§ **TASK DATA**:
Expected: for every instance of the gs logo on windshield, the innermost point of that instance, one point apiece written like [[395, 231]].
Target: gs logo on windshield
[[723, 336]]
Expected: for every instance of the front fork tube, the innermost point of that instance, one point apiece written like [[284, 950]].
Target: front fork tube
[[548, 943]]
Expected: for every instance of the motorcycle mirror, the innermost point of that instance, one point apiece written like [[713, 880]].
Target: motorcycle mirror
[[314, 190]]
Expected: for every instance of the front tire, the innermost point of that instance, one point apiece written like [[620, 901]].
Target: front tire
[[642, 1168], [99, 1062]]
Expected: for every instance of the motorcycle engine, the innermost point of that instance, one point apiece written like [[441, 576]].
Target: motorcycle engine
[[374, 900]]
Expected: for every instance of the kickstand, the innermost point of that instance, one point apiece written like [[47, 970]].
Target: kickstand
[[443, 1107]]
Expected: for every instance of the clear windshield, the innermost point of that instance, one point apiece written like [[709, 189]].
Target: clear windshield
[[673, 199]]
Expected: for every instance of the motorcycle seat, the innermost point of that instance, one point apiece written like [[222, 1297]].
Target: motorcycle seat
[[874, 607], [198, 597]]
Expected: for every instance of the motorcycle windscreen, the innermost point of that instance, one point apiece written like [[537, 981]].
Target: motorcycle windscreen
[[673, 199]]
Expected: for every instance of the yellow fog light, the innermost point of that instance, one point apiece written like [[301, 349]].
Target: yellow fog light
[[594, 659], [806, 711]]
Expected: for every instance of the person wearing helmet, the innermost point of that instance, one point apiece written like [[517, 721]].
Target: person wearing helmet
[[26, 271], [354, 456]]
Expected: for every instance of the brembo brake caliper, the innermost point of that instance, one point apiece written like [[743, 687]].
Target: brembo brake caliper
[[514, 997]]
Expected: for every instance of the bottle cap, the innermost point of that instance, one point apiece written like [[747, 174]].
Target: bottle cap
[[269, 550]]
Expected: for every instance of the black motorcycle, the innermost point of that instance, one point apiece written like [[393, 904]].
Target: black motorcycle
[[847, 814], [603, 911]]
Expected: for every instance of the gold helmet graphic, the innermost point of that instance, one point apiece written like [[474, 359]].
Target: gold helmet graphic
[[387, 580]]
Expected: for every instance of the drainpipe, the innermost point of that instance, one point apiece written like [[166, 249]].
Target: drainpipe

§ **WHAT YOU SHOULD DO**:
Write out the lines of the material above, from the line that contains "Expected: for every instance of the yellow" through the line that contains "[[387, 580]]", with both of those lines included, and reproduce each one word for word.

§ **WRITTEN ANSWER**:
Expected: for every instance of the yellow fog light, the innermost point of that instance, one point apiece written like [[301, 349]].
Target: yellow fog light
[[594, 659], [806, 711]]
Expected: for every instance of the person wearing helmet, the innermost point of that instance, one point apiece written like [[517, 721]].
Target: person wearing helmet
[[26, 271], [354, 456]]
Expected: for every instance of the brembo brake caliper, the innermost point of that instance, one point apiece written like [[743, 687]].
Target: brembo brake caliper
[[514, 997]]
Expected: for every instance of the bottle cap, the innermost point of that instance, one point apiece written like [[747, 174]].
Target: bottle cap
[[269, 550]]
Expected: for every instance of the black motorcycle, the innermost point of that instance, one point apiece written like [[393, 904]].
Target: black motorcycle
[[847, 814], [603, 911]]
Expected: for every instance of the gold helmet graphic, the innermost point of that instance, one point apiece written like [[474, 359]].
Target: gold helmet graphic
[[387, 580]]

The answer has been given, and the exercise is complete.